EXERCISE DATA below:

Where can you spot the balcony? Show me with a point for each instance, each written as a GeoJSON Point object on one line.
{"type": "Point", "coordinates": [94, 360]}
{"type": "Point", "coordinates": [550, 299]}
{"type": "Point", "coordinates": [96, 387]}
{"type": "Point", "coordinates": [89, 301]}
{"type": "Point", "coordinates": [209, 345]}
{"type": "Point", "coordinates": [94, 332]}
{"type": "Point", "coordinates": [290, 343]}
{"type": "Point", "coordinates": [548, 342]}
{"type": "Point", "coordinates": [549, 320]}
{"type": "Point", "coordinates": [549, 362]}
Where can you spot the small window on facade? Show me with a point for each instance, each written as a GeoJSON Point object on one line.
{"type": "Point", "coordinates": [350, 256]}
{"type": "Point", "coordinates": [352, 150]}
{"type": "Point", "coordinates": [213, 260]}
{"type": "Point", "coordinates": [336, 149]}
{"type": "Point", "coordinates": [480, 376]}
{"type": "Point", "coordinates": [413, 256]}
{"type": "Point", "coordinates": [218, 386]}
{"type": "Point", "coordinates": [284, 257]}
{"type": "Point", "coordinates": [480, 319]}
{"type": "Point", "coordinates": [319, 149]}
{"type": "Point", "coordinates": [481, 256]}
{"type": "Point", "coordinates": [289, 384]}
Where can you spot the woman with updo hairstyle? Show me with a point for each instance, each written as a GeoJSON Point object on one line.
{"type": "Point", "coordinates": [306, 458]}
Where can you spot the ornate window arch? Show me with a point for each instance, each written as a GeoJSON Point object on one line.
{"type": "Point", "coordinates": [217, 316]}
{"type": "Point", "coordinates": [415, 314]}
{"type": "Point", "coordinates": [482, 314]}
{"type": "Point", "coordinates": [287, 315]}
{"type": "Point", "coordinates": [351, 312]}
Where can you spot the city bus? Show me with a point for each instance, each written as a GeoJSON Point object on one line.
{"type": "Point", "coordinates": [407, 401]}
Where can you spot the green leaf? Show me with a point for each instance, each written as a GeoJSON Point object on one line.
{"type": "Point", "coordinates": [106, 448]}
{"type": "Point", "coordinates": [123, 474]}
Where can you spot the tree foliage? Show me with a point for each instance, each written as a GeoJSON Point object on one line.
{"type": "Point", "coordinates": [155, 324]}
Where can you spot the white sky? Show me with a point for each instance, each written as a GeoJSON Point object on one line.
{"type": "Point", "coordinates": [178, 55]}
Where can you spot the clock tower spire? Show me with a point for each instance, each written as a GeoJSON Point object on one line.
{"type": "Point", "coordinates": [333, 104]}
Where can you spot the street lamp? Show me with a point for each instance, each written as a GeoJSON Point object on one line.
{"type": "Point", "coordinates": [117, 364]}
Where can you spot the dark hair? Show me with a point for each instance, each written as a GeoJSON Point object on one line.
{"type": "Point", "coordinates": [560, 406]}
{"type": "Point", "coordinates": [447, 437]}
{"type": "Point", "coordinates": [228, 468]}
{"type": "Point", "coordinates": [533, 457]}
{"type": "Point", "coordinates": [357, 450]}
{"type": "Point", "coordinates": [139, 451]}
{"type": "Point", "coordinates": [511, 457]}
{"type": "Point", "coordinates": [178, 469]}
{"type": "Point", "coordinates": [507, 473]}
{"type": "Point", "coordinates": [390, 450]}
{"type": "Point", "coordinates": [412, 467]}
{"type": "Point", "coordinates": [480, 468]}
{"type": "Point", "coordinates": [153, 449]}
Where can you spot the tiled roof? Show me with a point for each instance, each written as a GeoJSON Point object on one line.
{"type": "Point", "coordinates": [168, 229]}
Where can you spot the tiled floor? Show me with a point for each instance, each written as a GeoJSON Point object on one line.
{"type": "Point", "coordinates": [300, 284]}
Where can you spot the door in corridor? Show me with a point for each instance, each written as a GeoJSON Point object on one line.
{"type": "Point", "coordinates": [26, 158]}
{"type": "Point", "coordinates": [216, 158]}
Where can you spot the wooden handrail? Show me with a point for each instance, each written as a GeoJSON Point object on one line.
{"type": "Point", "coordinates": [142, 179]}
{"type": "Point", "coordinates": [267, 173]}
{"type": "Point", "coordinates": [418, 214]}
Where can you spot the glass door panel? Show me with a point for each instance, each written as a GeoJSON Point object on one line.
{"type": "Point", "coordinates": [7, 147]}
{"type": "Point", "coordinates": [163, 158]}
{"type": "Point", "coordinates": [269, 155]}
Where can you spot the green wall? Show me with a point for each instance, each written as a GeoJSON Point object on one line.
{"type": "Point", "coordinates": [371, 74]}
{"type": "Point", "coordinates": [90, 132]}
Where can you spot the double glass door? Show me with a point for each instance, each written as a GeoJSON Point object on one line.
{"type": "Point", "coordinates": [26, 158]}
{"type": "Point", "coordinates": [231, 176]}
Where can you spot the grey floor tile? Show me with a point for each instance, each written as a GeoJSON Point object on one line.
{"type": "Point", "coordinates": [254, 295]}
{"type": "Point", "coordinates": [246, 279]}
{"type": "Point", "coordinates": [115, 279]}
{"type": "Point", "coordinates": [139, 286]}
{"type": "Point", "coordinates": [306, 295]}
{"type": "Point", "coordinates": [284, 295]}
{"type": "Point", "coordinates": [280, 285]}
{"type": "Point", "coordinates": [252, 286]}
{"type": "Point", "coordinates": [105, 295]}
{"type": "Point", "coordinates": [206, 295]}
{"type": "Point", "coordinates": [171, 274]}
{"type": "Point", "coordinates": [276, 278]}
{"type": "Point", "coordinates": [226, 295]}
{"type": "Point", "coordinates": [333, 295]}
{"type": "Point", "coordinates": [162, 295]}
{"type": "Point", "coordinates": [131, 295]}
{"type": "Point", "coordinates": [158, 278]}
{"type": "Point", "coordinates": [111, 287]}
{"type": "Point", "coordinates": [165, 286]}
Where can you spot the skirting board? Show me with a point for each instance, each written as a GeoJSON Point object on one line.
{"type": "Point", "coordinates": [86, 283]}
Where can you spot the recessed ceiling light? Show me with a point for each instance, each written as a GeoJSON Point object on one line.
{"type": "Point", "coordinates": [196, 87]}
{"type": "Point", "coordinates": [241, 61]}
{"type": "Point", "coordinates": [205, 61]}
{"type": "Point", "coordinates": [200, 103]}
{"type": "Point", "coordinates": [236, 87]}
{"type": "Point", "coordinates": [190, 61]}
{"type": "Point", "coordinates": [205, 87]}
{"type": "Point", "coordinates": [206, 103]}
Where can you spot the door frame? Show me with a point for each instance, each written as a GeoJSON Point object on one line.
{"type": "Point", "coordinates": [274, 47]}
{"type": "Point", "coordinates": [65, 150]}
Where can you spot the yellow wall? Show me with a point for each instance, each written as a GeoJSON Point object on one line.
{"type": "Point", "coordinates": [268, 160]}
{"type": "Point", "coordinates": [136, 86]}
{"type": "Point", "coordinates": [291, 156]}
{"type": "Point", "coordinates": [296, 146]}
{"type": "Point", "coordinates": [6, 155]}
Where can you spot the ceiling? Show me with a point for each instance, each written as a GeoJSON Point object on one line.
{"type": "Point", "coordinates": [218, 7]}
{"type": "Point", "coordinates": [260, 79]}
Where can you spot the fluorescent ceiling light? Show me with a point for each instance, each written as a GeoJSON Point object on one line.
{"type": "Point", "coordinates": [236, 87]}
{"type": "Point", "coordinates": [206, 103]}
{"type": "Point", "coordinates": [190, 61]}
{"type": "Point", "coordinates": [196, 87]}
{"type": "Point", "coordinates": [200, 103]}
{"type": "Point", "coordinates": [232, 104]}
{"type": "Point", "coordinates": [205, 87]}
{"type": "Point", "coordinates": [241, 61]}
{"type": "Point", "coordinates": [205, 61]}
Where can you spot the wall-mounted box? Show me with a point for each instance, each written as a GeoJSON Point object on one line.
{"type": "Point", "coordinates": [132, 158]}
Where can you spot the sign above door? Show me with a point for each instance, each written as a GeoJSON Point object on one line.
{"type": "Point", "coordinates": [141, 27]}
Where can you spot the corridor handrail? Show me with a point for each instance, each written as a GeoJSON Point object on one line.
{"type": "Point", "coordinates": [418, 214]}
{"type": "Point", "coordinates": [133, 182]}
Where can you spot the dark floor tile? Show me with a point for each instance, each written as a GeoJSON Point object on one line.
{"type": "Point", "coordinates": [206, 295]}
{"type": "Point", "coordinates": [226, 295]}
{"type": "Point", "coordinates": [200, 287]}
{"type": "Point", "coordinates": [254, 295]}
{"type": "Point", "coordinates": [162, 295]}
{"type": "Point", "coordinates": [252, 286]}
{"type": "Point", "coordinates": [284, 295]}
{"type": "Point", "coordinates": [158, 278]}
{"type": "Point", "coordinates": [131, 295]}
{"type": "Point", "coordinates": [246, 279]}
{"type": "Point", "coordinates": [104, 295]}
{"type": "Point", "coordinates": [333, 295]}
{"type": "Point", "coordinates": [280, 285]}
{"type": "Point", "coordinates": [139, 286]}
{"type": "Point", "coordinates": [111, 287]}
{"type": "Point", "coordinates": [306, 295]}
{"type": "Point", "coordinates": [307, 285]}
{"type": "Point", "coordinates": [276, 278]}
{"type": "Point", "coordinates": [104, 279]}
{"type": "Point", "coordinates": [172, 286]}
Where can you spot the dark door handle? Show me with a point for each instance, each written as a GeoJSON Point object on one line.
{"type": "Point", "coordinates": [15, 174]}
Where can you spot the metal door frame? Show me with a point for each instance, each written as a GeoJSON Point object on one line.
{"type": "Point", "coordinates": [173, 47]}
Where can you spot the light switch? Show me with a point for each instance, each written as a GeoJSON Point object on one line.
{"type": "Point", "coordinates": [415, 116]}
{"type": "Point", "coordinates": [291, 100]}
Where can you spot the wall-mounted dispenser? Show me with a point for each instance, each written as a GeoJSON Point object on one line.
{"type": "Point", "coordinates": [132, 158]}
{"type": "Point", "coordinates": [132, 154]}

End of EXERCISE DATA.

# WHAT IS REQUIRED:
The result should consist solely of the lines from the one that contains "Where can you spot the dark floor" to the last line of the records above, reproduced exactly.

# YOUR SOLUTION:
Where can you spot the dark floor tile? Show me with a point for each instance, each written as a GeoJSON Point object on one line.
{"type": "Point", "coordinates": [206, 295]}
{"type": "Point", "coordinates": [226, 295]}
{"type": "Point", "coordinates": [200, 287]}
{"type": "Point", "coordinates": [254, 295]}
{"type": "Point", "coordinates": [162, 295]}
{"type": "Point", "coordinates": [252, 286]}
{"type": "Point", "coordinates": [284, 295]}
{"type": "Point", "coordinates": [158, 278]}
{"type": "Point", "coordinates": [131, 295]}
{"type": "Point", "coordinates": [246, 279]}
{"type": "Point", "coordinates": [104, 295]}
{"type": "Point", "coordinates": [333, 295]}
{"type": "Point", "coordinates": [280, 285]}
{"type": "Point", "coordinates": [139, 286]}
{"type": "Point", "coordinates": [111, 287]}
{"type": "Point", "coordinates": [306, 295]}
{"type": "Point", "coordinates": [307, 285]}
{"type": "Point", "coordinates": [276, 278]}
{"type": "Point", "coordinates": [104, 279]}
{"type": "Point", "coordinates": [172, 286]}
Where can you spot the dark door handle? Show me with a point for each instance, each written as a GeoJSON Point object on one line.
{"type": "Point", "coordinates": [15, 174]}
Where can you spot the metal door frame? Show me with a point for each instance, each written as a GeoJSON Point object on one line.
{"type": "Point", "coordinates": [173, 47]}
Where can you spot the light switch? Show me with a point for each instance, each written as a GeoJSON Point object on one line.
{"type": "Point", "coordinates": [415, 116]}
{"type": "Point", "coordinates": [291, 100]}
Where can you spot the wall-mounted dispenser? Show me with a point for each instance, each written as a GeoJSON Point object on one line.
{"type": "Point", "coordinates": [132, 158]}
{"type": "Point", "coordinates": [132, 154]}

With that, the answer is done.